##### TESTO DEL DOCUMENTO #####

Cisterna di Latina, altro massacro

Qualche riflessione sul tema del “femminicidio”, a cominciare da quello verificatosi a Cisterna di Latina, nel Lazio

Ennesimo, barbaro massacro quello di Cisterna di Latina dove un carabiniere che dovrebbe, anche solo come dovere professionale, esercitare un certo controllo sulla propria emotività e sull’arma che ha in dotazione, stermina la sua famiglia perché la moglie voleva lasciarlo. Siamo alle solite con il contatore delle donne ammazzate che incrementa con inarrestabile progressione. Anche in questo caso non si è trattato di un raptus passionale, un gesto improvviso dettato da uno scoppio di follia, ma di un’azione criminale premeditata con freddezza come peraltro succede spesso in casi del genere. Anche a Cisterna di Latina, purtroppo, la giustizia italiana, a corto di leggi adeguate e di senso di preveggenza, non ha prestato che scarsa attenzione agli appelli rivolti dalla donna ai fini di ottenere una qualche forma di protezione.
Così anche questo massacro, la moglie in fin di vita a cui francamente non si sa cosa augurare e due figlie piccole uccise a bruciapelo dal loro papà biologico, forse poteva essere evitato se solo si fosse accordato alla prevenzione un qualche valore che, senza privare repentinamente una persona violenta della sua libertà, avrebbe almeno potuto privarla dell’uso delle armi. Adesso la complicità morale, di questo sterminio, è da attribuirsi anche a chi poteva fare e non ha fatto.

##### ESTRATTO DEI DATI #####

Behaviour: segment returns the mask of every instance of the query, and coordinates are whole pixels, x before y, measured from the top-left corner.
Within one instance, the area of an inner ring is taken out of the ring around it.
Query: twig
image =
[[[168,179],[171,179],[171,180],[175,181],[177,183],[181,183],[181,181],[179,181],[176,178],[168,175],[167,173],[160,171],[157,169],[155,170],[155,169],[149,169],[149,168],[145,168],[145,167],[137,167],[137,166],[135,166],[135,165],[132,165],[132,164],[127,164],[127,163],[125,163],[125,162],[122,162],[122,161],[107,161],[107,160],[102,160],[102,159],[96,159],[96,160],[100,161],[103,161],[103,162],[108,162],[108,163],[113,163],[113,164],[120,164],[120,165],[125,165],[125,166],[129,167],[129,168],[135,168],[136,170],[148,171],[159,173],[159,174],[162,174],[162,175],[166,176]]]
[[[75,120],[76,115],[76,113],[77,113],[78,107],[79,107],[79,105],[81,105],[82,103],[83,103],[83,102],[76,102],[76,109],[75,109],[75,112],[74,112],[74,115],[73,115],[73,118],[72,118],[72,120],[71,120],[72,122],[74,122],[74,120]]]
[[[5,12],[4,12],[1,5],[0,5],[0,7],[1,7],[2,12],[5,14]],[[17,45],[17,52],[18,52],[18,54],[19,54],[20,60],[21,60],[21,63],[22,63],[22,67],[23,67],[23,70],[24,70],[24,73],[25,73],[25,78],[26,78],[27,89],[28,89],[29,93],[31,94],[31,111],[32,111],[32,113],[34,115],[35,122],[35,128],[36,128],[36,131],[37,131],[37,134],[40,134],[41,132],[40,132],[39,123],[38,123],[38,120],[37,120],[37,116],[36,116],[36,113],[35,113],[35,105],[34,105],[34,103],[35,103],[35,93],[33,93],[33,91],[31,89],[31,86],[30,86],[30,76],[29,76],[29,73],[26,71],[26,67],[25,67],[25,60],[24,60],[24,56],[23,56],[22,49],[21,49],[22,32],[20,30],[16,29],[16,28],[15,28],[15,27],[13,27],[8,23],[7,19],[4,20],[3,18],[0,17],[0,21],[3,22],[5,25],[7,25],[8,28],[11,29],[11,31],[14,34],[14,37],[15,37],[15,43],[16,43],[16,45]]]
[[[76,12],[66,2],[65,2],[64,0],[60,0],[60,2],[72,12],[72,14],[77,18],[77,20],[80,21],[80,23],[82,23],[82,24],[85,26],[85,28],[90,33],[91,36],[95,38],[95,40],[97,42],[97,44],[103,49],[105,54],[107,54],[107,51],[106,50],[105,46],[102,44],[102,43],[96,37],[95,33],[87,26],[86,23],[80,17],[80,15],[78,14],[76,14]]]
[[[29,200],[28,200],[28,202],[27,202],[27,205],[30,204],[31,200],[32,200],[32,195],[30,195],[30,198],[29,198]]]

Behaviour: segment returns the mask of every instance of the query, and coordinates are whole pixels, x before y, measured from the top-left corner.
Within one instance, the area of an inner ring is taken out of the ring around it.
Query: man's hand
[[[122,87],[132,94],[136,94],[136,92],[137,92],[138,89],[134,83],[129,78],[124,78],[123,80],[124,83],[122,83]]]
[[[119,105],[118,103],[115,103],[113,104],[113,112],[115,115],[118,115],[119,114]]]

#####

COSA SI CHIEDE
Secondo il testo del documento, perché il carabiniere di Cisterna di Latina ha sterminato la sua famiglia?

COMPITO SVOLTO
Perché la moglie voleva lasciarlo.